REQUIREMENT: Write out, unchanged, everything from the line containing "wooden chair — where?" down to the line containing "Reply with pixel coords, e.g. 134,82", with both of those lines included. Leave the pictures out of your answer.

DATA LINES:
##############################

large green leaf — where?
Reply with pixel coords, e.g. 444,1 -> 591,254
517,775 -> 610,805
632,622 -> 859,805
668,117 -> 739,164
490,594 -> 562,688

##############################

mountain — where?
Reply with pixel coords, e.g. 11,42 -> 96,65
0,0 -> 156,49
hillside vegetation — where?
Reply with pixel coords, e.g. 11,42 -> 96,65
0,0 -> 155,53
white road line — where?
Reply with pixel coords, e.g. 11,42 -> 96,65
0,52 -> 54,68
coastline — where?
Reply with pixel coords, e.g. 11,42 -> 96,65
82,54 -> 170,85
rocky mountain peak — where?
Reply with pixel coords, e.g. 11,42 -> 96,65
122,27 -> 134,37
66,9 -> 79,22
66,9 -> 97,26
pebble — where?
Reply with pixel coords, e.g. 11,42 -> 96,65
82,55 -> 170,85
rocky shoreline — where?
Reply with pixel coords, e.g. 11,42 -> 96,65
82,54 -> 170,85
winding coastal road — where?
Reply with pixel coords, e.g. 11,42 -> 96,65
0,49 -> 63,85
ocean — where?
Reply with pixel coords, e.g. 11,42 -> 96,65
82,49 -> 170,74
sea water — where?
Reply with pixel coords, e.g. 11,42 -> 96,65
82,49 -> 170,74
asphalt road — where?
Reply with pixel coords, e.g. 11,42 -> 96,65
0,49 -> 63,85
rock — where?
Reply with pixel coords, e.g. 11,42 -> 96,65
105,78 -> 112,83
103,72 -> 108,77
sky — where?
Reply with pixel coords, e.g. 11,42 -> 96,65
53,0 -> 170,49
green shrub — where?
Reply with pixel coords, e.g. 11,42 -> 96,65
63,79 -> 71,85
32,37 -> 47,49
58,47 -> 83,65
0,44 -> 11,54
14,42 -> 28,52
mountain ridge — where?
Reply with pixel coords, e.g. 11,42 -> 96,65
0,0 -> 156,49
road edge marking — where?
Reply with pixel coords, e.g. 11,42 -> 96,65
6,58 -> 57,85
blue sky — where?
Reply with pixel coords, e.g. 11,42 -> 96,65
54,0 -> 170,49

##############################

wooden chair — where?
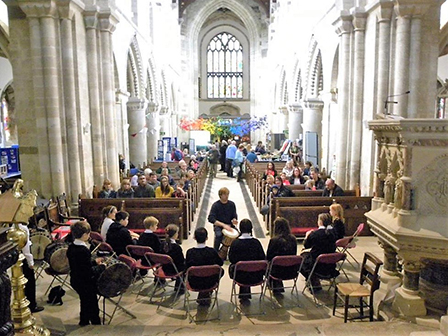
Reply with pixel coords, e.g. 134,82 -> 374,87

##############################

RESULT BELOW:
wooden chair — where?
Reply with pixel coords, e.g. 134,82 -> 374,87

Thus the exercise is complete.